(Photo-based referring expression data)
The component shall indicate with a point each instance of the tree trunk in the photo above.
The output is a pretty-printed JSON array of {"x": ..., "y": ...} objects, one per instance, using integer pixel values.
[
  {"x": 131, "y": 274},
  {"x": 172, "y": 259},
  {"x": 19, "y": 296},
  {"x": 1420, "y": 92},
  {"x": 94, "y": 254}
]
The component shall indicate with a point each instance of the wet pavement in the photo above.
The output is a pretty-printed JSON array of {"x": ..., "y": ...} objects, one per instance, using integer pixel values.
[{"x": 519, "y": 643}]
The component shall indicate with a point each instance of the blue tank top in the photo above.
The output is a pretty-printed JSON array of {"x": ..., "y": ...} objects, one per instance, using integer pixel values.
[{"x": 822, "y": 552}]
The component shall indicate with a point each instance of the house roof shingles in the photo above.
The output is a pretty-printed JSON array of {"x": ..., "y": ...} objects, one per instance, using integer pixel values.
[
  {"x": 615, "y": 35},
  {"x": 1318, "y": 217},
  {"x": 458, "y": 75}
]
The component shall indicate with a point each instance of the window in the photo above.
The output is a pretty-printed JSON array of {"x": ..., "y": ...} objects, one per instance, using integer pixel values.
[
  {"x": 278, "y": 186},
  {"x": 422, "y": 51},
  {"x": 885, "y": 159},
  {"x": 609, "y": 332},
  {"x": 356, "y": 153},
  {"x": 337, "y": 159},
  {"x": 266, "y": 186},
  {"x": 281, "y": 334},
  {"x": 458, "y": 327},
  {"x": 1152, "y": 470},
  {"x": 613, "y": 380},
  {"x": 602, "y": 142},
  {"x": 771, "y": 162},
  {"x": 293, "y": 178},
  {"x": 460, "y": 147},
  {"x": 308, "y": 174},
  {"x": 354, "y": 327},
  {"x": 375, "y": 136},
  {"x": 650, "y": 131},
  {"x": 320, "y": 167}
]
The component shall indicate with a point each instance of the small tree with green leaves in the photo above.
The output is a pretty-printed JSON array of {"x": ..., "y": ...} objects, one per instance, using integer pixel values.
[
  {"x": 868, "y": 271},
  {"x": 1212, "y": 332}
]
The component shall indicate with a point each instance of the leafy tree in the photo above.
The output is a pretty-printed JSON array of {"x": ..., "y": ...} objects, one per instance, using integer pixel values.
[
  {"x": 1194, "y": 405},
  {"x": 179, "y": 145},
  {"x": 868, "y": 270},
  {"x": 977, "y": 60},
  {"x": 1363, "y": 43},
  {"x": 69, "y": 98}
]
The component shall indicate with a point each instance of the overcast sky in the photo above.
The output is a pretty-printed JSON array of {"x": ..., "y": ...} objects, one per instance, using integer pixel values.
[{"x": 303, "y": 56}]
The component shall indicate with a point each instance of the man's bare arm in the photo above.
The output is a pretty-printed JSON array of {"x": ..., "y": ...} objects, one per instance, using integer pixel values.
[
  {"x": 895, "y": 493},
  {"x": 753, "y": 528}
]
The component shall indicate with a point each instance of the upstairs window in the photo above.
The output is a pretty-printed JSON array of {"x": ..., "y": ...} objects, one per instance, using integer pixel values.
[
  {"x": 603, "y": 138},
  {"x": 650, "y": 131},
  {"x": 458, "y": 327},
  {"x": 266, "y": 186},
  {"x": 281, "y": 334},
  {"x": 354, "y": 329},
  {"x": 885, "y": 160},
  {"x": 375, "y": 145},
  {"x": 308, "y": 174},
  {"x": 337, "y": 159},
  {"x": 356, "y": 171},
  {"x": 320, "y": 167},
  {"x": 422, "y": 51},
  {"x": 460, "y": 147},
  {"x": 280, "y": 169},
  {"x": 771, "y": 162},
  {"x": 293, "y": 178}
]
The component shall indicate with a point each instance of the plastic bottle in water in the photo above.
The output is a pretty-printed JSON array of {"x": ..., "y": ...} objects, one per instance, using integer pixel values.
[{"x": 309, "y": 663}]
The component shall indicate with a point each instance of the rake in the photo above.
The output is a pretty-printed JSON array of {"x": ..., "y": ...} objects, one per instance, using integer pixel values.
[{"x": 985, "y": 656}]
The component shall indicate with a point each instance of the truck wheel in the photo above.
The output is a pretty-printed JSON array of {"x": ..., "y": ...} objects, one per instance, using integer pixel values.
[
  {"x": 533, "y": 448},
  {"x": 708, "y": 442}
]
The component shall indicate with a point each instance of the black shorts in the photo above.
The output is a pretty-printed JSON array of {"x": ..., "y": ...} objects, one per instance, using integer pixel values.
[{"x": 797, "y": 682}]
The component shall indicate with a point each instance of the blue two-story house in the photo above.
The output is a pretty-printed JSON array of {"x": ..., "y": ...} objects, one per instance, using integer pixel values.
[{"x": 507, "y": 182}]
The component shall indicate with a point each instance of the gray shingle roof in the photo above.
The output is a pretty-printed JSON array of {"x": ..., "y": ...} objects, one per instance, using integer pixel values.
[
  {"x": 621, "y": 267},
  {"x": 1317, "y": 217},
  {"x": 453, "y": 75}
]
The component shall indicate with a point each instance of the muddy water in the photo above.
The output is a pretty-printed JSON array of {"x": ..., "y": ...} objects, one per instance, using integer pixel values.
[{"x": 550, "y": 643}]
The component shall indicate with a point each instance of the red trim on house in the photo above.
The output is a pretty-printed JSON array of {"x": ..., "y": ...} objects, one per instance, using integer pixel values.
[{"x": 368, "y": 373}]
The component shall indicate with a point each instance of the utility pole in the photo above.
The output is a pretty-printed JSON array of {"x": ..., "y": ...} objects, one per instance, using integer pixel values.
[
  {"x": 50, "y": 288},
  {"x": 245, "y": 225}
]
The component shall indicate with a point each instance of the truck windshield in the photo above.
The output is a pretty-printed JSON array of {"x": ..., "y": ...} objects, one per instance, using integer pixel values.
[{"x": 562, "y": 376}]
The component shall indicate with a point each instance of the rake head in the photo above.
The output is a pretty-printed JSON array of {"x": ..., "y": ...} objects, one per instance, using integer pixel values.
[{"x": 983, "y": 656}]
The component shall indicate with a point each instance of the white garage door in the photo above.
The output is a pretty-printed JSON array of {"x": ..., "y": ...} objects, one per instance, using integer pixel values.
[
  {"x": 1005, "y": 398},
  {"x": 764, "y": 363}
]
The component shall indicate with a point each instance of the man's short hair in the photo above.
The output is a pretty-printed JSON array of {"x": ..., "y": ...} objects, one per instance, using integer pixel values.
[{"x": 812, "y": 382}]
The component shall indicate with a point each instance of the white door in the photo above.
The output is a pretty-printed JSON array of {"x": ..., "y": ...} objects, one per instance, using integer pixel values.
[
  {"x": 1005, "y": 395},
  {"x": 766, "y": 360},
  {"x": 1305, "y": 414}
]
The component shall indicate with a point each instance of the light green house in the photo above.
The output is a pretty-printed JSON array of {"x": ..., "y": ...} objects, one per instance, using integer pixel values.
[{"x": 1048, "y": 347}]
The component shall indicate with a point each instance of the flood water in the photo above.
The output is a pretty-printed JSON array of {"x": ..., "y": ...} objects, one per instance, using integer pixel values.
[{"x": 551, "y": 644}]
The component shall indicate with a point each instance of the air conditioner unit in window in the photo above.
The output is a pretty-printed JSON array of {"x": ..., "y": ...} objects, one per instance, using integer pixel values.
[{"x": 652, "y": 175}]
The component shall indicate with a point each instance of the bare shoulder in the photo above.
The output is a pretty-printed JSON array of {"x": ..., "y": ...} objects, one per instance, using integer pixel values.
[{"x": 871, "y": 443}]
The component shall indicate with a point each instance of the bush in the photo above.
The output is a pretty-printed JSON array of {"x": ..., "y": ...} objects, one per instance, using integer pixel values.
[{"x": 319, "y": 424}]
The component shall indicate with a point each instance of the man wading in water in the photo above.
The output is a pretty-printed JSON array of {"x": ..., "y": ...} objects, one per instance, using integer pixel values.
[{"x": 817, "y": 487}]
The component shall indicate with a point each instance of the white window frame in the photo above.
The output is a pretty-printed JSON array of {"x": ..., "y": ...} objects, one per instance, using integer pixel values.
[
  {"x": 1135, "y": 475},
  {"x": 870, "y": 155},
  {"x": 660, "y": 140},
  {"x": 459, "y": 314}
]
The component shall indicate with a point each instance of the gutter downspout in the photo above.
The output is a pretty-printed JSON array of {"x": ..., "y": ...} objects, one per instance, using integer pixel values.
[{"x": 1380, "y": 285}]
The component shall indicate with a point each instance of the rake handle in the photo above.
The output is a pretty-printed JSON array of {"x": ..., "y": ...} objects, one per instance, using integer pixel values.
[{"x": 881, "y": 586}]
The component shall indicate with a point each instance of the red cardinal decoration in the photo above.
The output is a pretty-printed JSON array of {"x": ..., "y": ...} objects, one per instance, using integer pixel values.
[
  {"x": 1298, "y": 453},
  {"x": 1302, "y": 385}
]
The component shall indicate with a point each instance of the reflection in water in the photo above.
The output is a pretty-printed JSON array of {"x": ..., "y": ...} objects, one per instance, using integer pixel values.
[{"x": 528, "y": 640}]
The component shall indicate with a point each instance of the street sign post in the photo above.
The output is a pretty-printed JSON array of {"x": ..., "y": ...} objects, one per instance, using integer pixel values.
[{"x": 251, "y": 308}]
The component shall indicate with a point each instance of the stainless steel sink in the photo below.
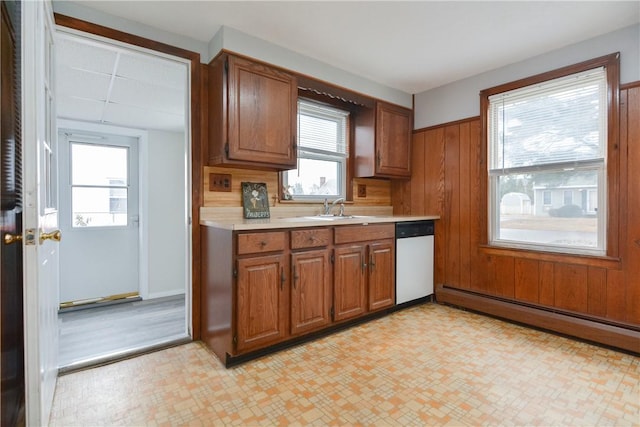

* **Prompt**
Produce only the lines from the line containing "shoulder in the photo above." through the line containing "frame in the photo above.", inclusive of both, exactly as they stand in the entries above.

* **Response to this task**
The component shall indicate with a point each instance of the bare shoulder in the photo above.
The output is a pretty-printed JSON array of {"x": ..., "y": ...} objects, one per instance, using integer pixel values.
[{"x": 871, "y": 443}]
The component shall indicate with a point each instance of the bush in the photo above.
The output is a pretty-printed JSON array of {"x": ..., "y": ...} objects, one per instance, using integer pixel values.
[{"x": 319, "y": 424}]
The component shall indicate with a point each instance of the man wading in water in the photo above.
The output is a pretty-printed JSON array of {"x": ..., "y": ...} objects, one per instance, using integer pixel values.
[{"x": 817, "y": 487}]
The component shall indicate with a point each instance of the white window frame in the photo above.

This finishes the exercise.